RECORDS SUPPLIED »
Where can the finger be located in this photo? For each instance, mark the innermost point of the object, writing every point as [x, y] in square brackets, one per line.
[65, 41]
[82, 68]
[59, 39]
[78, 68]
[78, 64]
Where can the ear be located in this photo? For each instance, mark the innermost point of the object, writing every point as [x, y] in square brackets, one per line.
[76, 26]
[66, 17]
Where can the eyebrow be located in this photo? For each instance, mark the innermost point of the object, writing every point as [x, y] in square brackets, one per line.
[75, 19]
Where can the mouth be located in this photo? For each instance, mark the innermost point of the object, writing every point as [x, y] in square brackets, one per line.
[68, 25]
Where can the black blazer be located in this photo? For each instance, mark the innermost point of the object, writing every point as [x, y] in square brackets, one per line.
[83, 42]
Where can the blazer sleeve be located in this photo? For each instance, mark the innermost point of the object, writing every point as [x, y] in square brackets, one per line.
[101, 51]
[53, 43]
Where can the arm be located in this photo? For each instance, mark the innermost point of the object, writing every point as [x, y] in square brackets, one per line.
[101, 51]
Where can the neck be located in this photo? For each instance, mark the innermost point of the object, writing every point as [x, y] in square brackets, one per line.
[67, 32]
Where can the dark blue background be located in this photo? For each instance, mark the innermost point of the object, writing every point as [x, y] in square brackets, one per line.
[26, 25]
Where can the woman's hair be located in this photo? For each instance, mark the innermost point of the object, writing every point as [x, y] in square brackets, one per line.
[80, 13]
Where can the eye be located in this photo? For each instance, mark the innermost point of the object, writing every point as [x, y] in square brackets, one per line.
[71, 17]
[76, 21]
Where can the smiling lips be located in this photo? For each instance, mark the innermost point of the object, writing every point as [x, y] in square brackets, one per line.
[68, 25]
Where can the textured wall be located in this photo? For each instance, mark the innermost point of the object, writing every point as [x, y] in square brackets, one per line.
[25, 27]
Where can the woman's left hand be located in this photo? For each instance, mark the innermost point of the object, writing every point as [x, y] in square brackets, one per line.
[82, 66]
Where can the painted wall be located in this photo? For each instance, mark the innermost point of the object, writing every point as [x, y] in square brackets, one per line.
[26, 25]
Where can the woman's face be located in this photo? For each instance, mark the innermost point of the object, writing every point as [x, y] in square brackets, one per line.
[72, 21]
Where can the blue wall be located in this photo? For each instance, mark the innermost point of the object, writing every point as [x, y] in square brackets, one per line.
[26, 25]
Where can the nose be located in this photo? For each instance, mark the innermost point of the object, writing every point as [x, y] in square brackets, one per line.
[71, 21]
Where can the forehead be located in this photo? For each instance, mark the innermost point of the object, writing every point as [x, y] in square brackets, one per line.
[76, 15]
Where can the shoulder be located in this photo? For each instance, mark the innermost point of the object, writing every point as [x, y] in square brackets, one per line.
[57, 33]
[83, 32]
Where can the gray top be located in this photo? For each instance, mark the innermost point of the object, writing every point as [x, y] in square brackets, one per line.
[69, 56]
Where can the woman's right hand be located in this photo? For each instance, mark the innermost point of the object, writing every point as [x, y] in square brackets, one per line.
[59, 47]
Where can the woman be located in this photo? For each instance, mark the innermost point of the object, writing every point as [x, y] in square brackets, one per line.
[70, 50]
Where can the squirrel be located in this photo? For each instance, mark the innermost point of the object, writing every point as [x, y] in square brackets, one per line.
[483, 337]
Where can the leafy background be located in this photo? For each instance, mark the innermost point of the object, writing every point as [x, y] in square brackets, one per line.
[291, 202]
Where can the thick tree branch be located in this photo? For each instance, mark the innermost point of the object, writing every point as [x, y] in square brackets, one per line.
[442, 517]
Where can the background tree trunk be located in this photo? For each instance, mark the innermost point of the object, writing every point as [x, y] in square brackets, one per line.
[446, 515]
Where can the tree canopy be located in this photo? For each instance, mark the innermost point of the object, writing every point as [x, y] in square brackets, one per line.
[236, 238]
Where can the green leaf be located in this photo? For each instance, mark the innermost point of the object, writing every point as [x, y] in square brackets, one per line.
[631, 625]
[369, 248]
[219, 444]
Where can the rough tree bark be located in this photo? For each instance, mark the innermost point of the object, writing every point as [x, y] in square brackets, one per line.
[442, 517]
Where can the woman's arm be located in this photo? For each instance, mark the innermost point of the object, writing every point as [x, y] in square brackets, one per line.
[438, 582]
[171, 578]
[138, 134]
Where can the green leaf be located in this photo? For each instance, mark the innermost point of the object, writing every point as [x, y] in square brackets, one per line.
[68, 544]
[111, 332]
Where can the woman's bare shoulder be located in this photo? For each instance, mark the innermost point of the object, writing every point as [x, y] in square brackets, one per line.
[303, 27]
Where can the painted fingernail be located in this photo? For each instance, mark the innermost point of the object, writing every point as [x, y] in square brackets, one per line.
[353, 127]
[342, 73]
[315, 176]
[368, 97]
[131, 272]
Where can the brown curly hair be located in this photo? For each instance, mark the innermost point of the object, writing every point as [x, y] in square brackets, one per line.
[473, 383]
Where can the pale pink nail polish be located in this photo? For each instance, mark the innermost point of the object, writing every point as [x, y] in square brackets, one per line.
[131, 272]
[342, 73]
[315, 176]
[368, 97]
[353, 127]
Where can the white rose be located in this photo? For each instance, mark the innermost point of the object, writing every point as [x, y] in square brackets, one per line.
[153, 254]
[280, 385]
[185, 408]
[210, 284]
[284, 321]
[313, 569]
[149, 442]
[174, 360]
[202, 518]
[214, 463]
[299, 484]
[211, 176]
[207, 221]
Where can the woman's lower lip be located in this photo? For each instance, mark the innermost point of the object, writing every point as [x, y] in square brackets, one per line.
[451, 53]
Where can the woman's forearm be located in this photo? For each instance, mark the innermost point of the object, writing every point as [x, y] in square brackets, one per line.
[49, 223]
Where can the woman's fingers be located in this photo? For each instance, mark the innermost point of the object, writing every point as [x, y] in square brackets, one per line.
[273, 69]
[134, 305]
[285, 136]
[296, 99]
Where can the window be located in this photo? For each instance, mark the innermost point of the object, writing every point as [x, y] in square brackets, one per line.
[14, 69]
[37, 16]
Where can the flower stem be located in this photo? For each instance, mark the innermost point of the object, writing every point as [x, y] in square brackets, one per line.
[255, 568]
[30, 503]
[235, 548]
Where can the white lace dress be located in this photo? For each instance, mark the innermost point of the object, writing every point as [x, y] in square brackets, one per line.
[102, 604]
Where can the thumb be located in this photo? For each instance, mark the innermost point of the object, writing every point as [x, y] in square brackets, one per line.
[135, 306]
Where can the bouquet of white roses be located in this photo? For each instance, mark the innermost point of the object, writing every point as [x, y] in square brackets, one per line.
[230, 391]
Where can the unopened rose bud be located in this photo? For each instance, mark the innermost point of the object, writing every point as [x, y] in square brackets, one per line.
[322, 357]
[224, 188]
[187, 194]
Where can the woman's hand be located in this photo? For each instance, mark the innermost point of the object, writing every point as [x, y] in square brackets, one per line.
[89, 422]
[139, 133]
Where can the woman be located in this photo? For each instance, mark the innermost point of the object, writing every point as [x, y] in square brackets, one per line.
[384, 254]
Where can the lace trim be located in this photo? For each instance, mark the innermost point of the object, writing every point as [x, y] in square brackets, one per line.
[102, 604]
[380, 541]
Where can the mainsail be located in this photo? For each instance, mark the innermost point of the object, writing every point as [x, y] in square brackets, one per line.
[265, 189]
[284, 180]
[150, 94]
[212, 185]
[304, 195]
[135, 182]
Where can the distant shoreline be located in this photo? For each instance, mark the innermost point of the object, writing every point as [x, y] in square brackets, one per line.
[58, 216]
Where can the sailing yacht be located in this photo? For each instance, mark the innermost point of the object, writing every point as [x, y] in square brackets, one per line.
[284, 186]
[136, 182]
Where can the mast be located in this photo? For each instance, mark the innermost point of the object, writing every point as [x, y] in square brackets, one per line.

ACTION ITEM »
Return all of the material verbatim, with no line left out.

WRITTEN ANSWER »
Where can the finger be located in this photo? For each instance, mark the innermost point of the object, writing every point as [x, y] in square brackets, one per line.
[65, 41]
[82, 68]
[59, 39]
[78, 68]
[78, 64]
Where can the ear be located in this photo? For each instance, mark the innermost point of the object, writing every point as [x, y] in square brackets, one per line.
[76, 26]
[66, 17]
Where can the eyebrow be located in this photo? For each instance, mark the innermost point of the object, writing every point as [x, y] in square brackets, one per line.
[75, 19]
Where can the mouth be located in this photo? For each instance, mark the innermost point of the object, writing every point as [x, y] in square brackets, one per line.
[68, 25]
Where can the black blazer be located in this photo? For each instance, mark the innermost point of the object, writing every point as [x, y] in square brackets, one per line.
[83, 42]
Where can the blazer sleeve be located in this photo? For each instance, mark the innermost point of the object, writing every point as [x, y] in square brackets, one per line.
[101, 51]
[53, 43]
Where can the arm be located in this photo? For each instance, mark the innermost point of the object, writing every point as [x, y] in square brackets, one per line.
[101, 51]
Where can the neck be located in this photo? For each instance, mark the innermost point of the object, writing every point as [x, y] in square brackets, one per line.
[67, 32]
Where can the dark blue background be located in this photo? For each instance, mark the innermost point of the object, writing every point as [x, y] in square brackets, one per line.
[26, 25]
Where can the woman's hair be located in this photo? For each instance, mark the innermost point of the object, writing every point as [x, y] in square brackets, one per line.
[80, 13]
Where can the eye be located in this photo? For each instance, mark the innermost point of the object, writing every point as [x, y] in square brackets, one per line.
[71, 17]
[76, 21]
Where can the smiling lips be located in this photo? For each instance, mark the innermost point of the object, writing every point as [x, y] in square brackets, one per line.
[68, 25]
Where can the textured wall be located in this photo? For each instance, mark the innermost point of the object, writing every point as [x, y] in square brackets, one per line.
[25, 27]
Where can the woman's left hand be located in this photo? For each instance, mark the innermost point of the object, writing every point as [x, y] in square brackets, one per line.
[82, 66]
Where can the painted wall be located in this photo? For each instance, mark the innermost point of the object, writing every point as [x, y] in square brackets, one per line.
[26, 25]
Where can the woman's face be located in this photo? For each instance, mark the innermost point of the object, writing every point as [x, y] in square brackets, one per line.
[72, 21]
Where can the blue wall be located in this photo? For each instance, mark the innermost point of the object, writing every point as [x, y] in square brackets, one per line.
[26, 25]
Where can the nose be located in this photo? For each instance, mark the innermost point of the object, writing every point as [x, y] in square brackets, one per line.
[71, 21]
Where can the forehead be located in this photo? For each instance, mark the innermost point of the object, writing every point as [x, y] in square brackets, one per line.
[76, 15]
Where can the shoulder be located in this photo? For each instance, mark the innermost point of the object, writing every point as [x, y] in square brackets, one per line.
[57, 33]
[83, 32]
Where can the gray top be located in this photo? For each instance, mark the innermost point of the object, writing every point as [x, y] in square brackets, one per line.
[69, 56]
Where can the woman's right hand be located in this photo? For each instance, mark the innermost point of the object, writing every point as [x, y] in square brackets, one per line.
[59, 47]
Where can the woman be located in this photo? For each instance, mark the innermost point of the object, writing every point as [x, y] in square brackets, one per line.
[70, 50]
Where can the squirrel be located in this photo? For each instance, mark the innermost point of the object, writing every point as [x, y] in square brackets, one per line.
[483, 337]
Where can the leafy background be located in this photo? For each instance, mark the innermost point of the object, writing every point as [x, y] in square brackets, one per line.
[291, 202]
Where can the thick tree branch be located in this photo? For each instance, mark the innermost point of the object, writing every point as [x, y] in square brackets, one per line.
[442, 517]
Where can the background tree trunk be located in this photo? For each instance, mark the innermost point of the object, writing every point as [x, y] in square brackets, one per line.
[446, 515]
Where can the tree canopy be located in this photo? For each instance, mark the innermost point of the object, writing every point as [x, y] in square brackets, one per line.
[236, 238]
Where can the green leaf be located in this photo? For each instance, mark the innermost point of the object, writing every point as [x, y] in square brackets, one per line.
[631, 625]
[369, 248]
[219, 444]
Where can the rough tree bark be located in this photo? For each instance, mark the innermost point of the object, writing every point as [x, y] in square brackets, one per line.
[442, 517]
Where can the woman's arm be located in this photo? For each instance, mark the innermost point of the object, writing every point as [x, y] in square brackets, one per line.
[438, 582]
[171, 578]
[138, 134]
Where can the green leaf be located in this photo? For each instance, mark the innermost point of the object, writing every point as [x, y] in square brackets, one per line.
[68, 544]
[111, 332]
Where can the woman's bare shoulder be located in this photo? For each instance, mark the innermost point of the object, writing every point as [x, y] in square brackets, one per line.
[303, 27]
Where can the painted fingernail be located in this photo? For each instance, mark the innermost point of the object, writing every point as [x, y] in square brackets, one per line.
[353, 127]
[342, 73]
[315, 176]
[368, 97]
[131, 272]
Where can the brown curly hair be located in this photo? For each instance, mark the innermost point of the object, writing every point as [x, y] in square brackets, one per line.
[473, 383]
Where can the pale pink nail polish be located in this photo? For each instance, mark the innermost point of the object, writing every point as [x, y] in square brackets, one per line.
[131, 272]
[342, 73]
[315, 176]
[368, 97]
[353, 127]
Where can the white rose be located in this photo? For each instance, mark the innermost point of the object, writing every point as [x, y] in square brackets, one per line.
[153, 254]
[280, 385]
[185, 408]
[210, 284]
[284, 321]
[313, 569]
[149, 442]
[174, 360]
[202, 518]
[214, 463]
[299, 484]
[211, 176]
[207, 221]
Where can the woman's lower lip be located in this photo? For each instance, mark the innermost point of the object, writing every point as [x, y] in square brackets, one per line.
[451, 53]
Where can the woman's forearm be located in this photo? For each instance, mark the innermost point of the object, writing every point as [x, y] in square brackets, one per line.
[49, 223]
Where can the woman's fingers be located in this photo? For each instance, mark the innermost point of the object, writing every point as [x, y] in square brackets, one per line.
[273, 69]
[134, 305]
[285, 136]
[296, 99]
Where can the window be located in this photo? For each instance, mark the innermost point of the object, writing every point as [x, y] in square brackets, one per line.
[14, 69]
[37, 16]
Where can the flower stem be located in this photo? For each instance, mark the innermost point of the object, writing every point as [x, y] in square brackets, one per line.
[255, 568]
[30, 503]
[235, 548]
Where can the white lace dress be located in this photo? For each instance, mark the innermost point of the object, writing every point as [x, y] in square brackets, one per line.
[102, 604]
Where can the thumb be located in this photo? For each instance, mark the innermost point of the object, writing every point as [x, y] in square brackets, one per line.
[135, 306]
Where can the bouquet of white roses be located in this photo? For each instance, mark the innermost point of the object, writing every point as [x, y] in square brackets, one per line.
[230, 391]
Where can the unopened rose bud be located in this photo? For each instance, mark the innermost point of the object, writing every point as [x, y] in square brackets, one per line.
[322, 357]
[224, 188]
[187, 194]
Where can the woman's hand be located in this photo? For each instance, mark the innermost point of the object, writing every point as [x, y] in square brackets, one per line.
[89, 422]
[139, 133]
Where can the woman be located in this photo? For each instance, mark the innermost point of the object, writing every point as [x, y] in square brackets, one per line.
[384, 254]
Where can the lace trim be located in this photo? For each instance, mark the innermost point of the object, writing every point as [x, y] in square brackets, one per line.
[102, 604]
[380, 541]
Where can the mainsail be located in this photo? For each instance, mark the innermost point of the object, writing every point as [x, y] in square brackets, one per line.
[265, 189]
[284, 180]
[150, 94]
[212, 185]
[304, 195]
[135, 182]
Where can the distant shoreline be located in this photo? For each instance, mark the innermost point of the object, writing every point as [x, y] in square brackets, one per line.
[58, 216]
Where can the sailing yacht be located in this photo? For each instance, mark the innermost point of the object, writing every point as [x, y] in square brackets, one per line.
[284, 186]
[136, 182]
Where can the mast be located in this photo? For each instance, mark the innermost point of the object, writing every point as [x, y] in square brackets, one per line.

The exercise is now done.